[Saved entries]
····················
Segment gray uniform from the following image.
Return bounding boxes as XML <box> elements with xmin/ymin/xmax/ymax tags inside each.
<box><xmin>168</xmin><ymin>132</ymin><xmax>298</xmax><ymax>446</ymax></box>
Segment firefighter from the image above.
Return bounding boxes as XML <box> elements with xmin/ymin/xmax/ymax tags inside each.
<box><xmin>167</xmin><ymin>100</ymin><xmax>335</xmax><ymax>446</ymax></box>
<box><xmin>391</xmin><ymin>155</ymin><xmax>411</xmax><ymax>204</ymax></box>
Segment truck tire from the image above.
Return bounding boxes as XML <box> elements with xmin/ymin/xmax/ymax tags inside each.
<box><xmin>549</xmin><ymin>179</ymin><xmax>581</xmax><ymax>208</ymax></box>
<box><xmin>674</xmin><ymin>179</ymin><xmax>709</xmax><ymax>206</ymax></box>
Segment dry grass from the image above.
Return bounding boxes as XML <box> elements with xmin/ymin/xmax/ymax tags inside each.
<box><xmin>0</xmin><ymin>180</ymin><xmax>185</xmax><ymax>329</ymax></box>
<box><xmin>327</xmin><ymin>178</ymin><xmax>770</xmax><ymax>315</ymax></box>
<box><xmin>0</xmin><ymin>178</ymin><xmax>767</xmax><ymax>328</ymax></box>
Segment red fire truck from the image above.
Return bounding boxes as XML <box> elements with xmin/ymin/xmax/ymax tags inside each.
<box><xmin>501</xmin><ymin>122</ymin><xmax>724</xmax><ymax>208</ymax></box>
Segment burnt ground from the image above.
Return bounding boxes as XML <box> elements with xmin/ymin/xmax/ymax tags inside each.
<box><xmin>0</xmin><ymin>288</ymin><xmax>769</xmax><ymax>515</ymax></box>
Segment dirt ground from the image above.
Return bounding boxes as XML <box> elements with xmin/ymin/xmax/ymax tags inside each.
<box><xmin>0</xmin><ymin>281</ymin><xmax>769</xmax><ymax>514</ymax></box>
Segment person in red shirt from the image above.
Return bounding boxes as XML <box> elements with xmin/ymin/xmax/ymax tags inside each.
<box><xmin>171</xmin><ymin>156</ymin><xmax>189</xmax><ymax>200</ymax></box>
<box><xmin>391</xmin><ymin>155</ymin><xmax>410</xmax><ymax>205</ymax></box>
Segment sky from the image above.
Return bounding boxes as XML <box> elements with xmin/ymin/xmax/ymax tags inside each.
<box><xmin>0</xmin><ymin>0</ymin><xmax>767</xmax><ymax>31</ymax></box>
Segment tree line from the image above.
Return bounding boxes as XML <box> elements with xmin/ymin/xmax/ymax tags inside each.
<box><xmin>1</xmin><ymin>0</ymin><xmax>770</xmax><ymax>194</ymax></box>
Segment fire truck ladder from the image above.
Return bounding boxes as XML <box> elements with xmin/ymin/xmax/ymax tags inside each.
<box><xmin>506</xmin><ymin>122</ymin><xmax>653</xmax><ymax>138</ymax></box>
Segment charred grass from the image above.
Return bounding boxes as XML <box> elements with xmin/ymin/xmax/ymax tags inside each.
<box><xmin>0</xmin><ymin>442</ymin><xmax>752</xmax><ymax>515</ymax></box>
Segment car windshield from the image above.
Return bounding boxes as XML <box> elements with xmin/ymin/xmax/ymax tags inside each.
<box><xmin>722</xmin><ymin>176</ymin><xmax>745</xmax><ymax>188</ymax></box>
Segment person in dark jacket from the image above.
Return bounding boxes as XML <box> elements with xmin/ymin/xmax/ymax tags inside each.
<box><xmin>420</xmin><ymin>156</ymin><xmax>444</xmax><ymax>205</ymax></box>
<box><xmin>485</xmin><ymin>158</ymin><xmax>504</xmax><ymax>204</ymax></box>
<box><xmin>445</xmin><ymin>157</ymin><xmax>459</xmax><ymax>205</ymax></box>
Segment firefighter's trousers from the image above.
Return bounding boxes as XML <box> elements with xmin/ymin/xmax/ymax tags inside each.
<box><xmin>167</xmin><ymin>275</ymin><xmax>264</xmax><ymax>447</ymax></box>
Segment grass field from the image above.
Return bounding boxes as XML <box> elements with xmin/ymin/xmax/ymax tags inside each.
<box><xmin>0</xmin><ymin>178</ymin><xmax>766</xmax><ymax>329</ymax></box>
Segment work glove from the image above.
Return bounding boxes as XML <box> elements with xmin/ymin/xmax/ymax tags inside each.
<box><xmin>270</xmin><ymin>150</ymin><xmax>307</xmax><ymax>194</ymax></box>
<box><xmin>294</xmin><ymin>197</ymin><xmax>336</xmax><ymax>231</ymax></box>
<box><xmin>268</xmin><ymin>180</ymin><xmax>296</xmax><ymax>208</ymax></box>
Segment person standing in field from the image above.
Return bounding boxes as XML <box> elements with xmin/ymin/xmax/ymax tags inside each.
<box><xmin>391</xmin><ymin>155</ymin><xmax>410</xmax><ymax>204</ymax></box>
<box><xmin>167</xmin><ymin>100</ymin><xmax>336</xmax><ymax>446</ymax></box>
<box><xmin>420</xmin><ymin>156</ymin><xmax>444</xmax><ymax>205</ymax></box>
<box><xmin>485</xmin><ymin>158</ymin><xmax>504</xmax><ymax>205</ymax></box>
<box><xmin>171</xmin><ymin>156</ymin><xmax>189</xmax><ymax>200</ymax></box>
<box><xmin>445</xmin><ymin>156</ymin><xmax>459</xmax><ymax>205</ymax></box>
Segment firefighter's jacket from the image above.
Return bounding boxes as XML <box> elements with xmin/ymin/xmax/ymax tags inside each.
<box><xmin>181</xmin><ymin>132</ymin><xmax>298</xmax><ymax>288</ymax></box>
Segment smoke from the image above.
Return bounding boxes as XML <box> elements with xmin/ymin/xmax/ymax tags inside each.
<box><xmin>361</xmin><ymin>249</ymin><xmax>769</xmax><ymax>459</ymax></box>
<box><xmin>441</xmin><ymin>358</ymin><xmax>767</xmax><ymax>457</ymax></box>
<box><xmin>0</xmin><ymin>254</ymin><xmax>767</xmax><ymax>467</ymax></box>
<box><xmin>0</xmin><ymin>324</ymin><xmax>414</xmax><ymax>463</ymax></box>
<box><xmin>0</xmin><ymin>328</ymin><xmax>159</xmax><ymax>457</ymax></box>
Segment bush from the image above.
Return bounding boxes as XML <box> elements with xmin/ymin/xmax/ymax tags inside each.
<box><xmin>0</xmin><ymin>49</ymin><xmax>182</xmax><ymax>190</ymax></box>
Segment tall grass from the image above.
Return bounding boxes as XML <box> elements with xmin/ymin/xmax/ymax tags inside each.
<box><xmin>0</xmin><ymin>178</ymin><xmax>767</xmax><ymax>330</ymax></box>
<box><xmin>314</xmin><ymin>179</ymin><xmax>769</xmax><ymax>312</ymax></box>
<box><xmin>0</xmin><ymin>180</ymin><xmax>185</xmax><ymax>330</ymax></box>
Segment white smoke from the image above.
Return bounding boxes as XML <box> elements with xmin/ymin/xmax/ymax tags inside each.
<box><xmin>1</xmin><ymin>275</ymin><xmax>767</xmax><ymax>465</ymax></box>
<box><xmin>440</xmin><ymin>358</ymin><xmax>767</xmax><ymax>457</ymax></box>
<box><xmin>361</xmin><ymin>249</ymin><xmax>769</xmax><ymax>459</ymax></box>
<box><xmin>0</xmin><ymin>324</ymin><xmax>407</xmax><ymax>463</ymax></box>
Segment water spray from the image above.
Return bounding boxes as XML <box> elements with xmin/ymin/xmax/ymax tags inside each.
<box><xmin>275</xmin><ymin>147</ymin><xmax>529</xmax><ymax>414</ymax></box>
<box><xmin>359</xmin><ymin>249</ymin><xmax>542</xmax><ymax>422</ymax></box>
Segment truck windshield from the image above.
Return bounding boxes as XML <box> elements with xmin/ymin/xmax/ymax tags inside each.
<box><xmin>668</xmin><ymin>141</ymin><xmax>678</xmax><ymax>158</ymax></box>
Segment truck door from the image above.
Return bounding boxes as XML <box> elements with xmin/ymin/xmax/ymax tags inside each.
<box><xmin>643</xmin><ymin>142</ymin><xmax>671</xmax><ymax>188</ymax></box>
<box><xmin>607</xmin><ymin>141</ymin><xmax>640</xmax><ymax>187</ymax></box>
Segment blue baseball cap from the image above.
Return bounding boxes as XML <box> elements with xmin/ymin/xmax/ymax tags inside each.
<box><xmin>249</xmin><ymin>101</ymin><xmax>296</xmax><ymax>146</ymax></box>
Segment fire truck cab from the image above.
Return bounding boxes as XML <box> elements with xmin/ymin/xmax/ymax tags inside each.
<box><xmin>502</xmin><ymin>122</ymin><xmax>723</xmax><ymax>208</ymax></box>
····················
Required action: What must be returned is the line with "Segment water spray from the image above." plus every line after it to the end of the entries, exactly as they appear.

Solution to this exercise:
Segment water spray from the image above.
Return bounding boxes as XML <box> elements with xmin/ymin/xmax/ymax tags inside each.
<box><xmin>275</xmin><ymin>147</ymin><xmax>529</xmax><ymax>414</ymax></box>
<box><xmin>359</xmin><ymin>249</ymin><xmax>542</xmax><ymax>422</ymax></box>
Segment truck windshield from the image above.
Return bounding boxes as XML <box> elements with xmin/ymin/xmax/ymax tags inside each.
<box><xmin>668</xmin><ymin>141</ymin><xmax>678</xmax><ymax>158</ymax></box>
Segment truck door from the image above.
Return bounding boxes as XML <box> elements with xmin/ymin/xmax/ymax tags inside each.
<box><xmin>643</xmin><ymin>142</ymin><xmax>671</xmax><ymax>188</ymax></box>
<box><xmin>607</xmin><ymin>141</ymin><xmax>640</xmax><ymax>187</ymax></box>
Segment blue baseball cap from the image above.
Return bounding boxes as XML <box> elements with xmin/ymin/xmax/ymax tags inside each.
<box><xmin>249</xmin><ymin>101</ymin><xmax>296</xmax><ymax>146</ymax></box>
Segment fire truck cab from the image above.
Return bounding boxes as XML <box> elements with xmin/ymin/xmax/ymax tags inside each.
<box><xmin>502</xmin><ymin>122</ymin><xmax>723</xmax><ymax>208</ymax></box>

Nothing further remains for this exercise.